- **Direction**: Recast every line of the data below as a JSON list of strings, with one string per line and no blank lines. Leave the pictures out of your answer.
[begin Entries supplied]
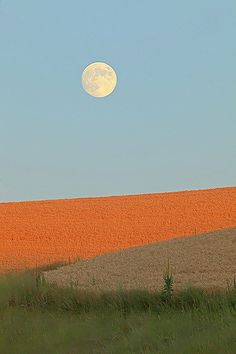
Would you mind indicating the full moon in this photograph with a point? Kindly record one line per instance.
(99, 79)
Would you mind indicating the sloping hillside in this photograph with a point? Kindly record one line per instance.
(41, 232)
(206, 260)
[end Entries supplied]
- **Complete answer**:
[
  "Would you mind indicating the full moon in this photograph with a point? Kindly record one line per instance.",
  "(99, 79)",
  "Would you mind indicating the sloping hillside in this photograph with a point? Kindly record one line per instance.",
  "(41, 232)",
  "(206, 260)"
]